**GIVEN PASSAGE:**
════

I want to write a query that will give me a list of users for every day who were active in last 30 days.
This gives me total unique users on only that day; I can't get it to give me the last 30 for each date. Help is appreciated.
SELECT
user_id,
event_date
FROM
[TableA]
WHERE
1=1
AND user_id IS NOT NULL
AND event_date >= DATE_ADD(CURRENT_TIMESTAMP(), -30, 'DAY')
GROUP BY
1,
2
ORDER BY
2 DESC
Below is for BigQuery Standard SQL and has few assumption about your case:
there is only one row per date per user
user is considered active in last 30 days if user has at least 5 (sure can be any number - even just 1) entries/rows within those 30 days
If above make sense - see below
#standardSQL
SELECT
user_id, event_date
FROM (
SELECT
user_id, event_date,
(COUNT(1)

════

**DATASET EXCERPT:**
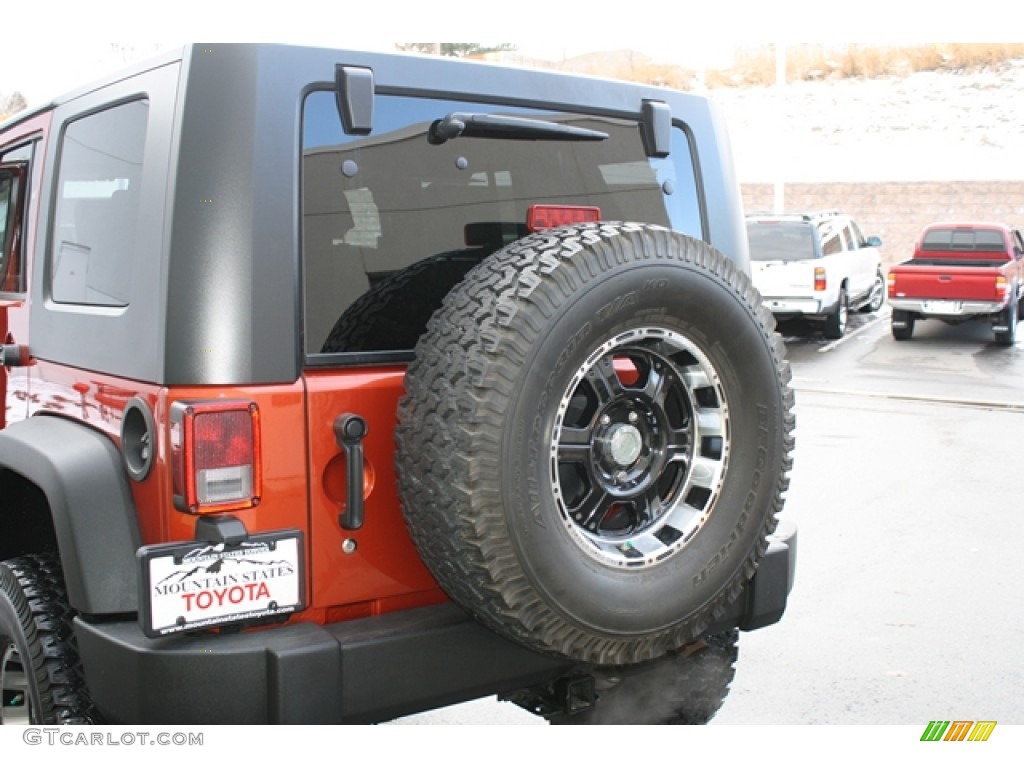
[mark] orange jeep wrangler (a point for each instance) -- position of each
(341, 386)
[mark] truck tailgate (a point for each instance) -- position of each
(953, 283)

════

**TASK TO CARRY OUT:** Quote the part of the BigQuery query thread above that begins at the words "I want to write" and stops after "Help is appreciated.", with no changes.

**OUTPUT FOR THIS TASK:**
I want to write a query that will give me a list of users for every day who were active in last 30 days.
This gives me total unique users on only that day; I can't get it to give me the last 30 for each date. Help is appreciated.